Goal. Print every line of the listing exactly, please.

::::::::

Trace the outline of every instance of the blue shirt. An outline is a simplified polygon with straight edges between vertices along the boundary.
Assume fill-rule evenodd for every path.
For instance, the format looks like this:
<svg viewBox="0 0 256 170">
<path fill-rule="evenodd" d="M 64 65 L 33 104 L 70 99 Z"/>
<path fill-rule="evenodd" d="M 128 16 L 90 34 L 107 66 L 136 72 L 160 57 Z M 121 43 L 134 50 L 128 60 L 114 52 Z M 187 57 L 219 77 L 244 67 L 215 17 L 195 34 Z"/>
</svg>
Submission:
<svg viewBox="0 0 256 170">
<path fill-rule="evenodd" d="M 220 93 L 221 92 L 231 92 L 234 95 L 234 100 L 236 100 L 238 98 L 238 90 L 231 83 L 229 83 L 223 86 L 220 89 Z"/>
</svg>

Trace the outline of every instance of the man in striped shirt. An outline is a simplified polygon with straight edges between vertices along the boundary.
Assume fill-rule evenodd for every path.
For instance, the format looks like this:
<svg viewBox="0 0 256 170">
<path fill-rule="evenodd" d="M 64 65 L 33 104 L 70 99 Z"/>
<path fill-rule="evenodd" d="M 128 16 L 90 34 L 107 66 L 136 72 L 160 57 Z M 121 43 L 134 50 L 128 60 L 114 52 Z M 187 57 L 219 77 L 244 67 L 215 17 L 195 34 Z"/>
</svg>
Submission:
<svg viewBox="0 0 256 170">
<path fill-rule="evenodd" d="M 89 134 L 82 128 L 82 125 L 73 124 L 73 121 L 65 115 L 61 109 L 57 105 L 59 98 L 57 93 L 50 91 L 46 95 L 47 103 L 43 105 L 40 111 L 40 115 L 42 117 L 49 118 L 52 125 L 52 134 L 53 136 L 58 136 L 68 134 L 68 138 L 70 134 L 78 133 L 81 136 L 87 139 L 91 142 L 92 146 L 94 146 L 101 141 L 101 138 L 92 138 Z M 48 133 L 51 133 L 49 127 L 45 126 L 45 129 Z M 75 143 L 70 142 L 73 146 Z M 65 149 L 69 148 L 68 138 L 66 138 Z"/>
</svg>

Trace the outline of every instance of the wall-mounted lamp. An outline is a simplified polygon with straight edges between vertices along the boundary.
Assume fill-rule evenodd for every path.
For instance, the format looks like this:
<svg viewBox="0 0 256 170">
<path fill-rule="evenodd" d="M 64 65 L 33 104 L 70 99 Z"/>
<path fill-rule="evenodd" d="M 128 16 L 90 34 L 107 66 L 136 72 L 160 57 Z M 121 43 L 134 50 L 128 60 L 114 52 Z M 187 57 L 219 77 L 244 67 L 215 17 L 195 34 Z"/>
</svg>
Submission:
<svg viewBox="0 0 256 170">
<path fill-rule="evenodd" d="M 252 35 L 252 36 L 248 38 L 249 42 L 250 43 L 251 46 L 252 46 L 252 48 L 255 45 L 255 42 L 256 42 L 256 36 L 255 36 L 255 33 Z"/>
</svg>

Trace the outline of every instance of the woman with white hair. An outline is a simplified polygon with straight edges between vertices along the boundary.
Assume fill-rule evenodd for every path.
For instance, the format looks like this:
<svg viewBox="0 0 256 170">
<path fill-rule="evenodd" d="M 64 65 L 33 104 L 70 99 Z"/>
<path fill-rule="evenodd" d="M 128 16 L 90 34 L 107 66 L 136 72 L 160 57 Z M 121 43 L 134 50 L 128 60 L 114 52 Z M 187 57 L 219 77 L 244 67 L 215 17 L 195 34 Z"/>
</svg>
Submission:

::::::::

Task output.
Trace the outline of every instance of the blue shirt. An outline is a simplified polygon with straight edges between vertices along the boundary.
Assume fill-rule evenodd for every path.
For instance, the format looks like this:
<svg viewBox="0 0 256 170">
<path fill-rule="evenodd" d="M 64 65 L 33 104 L 70 99 Z"/>
<path fill-rule="evenodd" d="M 128 16 L 90 34 L 107 66 L 136 72 L 160 57 Z M 121 43 L 134 50 L 128 60 L 114 52 Z M 187 57 L 219 77 L 244 67 L 215 17 L 195 34 Z"/>
</svg>
Submission:
<svg viewBox="0 0 256 170">
<path fill-rule="evenodd" d="M 220 93 L 221 92 L 231 92 L 234 95 L 234 100 L 236 100 L 238 98 L 238 90 L 231 83 L 229 83 L 223 86 L 220 89 Z"/>
</svg>

Trace the outline of every instance of the man in striped shirt. An outline is a simplified polygon with straight edges between vertices along the boundary.
Assume fill-rule evenodd for every path.
For instance, the format looks like this:
<svg viewBox="0 0 256 170">
<path fill-rule="evenodd" d="M 64 65 L 33 104 L 70 99 Z"/>
<path fill-rule="evenodd" d="M 128 16 L 90 34 L 107 66 L 136 72 L 160 57 Z M 121 43 L 134 50 L 128 60 L 114 52 Z M 187 57 L 219 77 L 244 67 L 215 17 L 195 34 Z"/>
</svg>
Submission:
<svg viewBox="0 0 256 170">
<path fill-rule="evenodd" d="M 89 134 L 82 128 L 82 125 L 73 124 L 73 121 L 65 115 L 61 109 L 57 105 L 59 98 L 57 93 L 50 91 L 46 95 L 47 103 L 43 105 L 40 111 L 40 115 L 42 117 L 49 118 L 52 125 L 52 134 L 53 136 L 58 136 L 68 134 L 68 138 L 70 134 L 78 133 L 81 136 L 87 139 L 91 142 L 92 146 L 94 146 L 101 141 L 101 138 L 92 138 Z M 48 133 L 51 133 L 49 127 L 45 126 L 45 129 Z M 75 143 L 70 142 L 73 146 Z M 65 149 L 69 148 L 68 138 L 66 138 Z"/>
</svg>

Trace the outline of every instance of the wall-mounted lamp. An outline is a simplified polygon with straight edges between vertices along the boundary.
Assume fill-rule evenodd for every path.
For instance, the format looks like this:
<svg viewBox="0 0 256 170">
<path fill-rule="evenodd" d="M 64 65 L 33 104 L 70 99 Z"/>
<path fill-rule="evenodd" d="M 128 16 L 90 34 L 107 66 L 136 72 L 160 57 Z M 121 43 L 134 50 L 128 60 L 114 52 Z M 187 57 L 219 77 L 244 67 L 215 17 L 195 34 Z"/>
</svg>
Submission:
<svg viewBox="0 0 256 170">
<path fill-rule="evenodd" d="M 252 35 L 252 36 L 248 38 L 249 42 L 250 43 L 251 46 L 252 46 L 252 48 L 255 45 L 255 42 L 256 42 L 256 36 L 255 36 L 255 33 Z"/>
</svg>

Trace the outline of every instance of the woman with white hair. An outline is a simplified polygon with straight edges between vertices along the boundary.
Assume fill-rule evenodd for every path.
For instance, the format looks like this:
<svg viewBox="0 0 256 170">
<path fill-rule="evenodd" d="M 64 65 L 33 104 L 70 99 Z"/>
<path fill-rule="evenodd" d="M 128 16 L 90 34 L 107 66 L 136 72 L 160 57 Z M 121 43 L 134 50 L 128 60 L 114 52 Z M 187 57 L 219 77 L 244 67 L 215 17 L 195 34 Z"/>
</svg>
Submission:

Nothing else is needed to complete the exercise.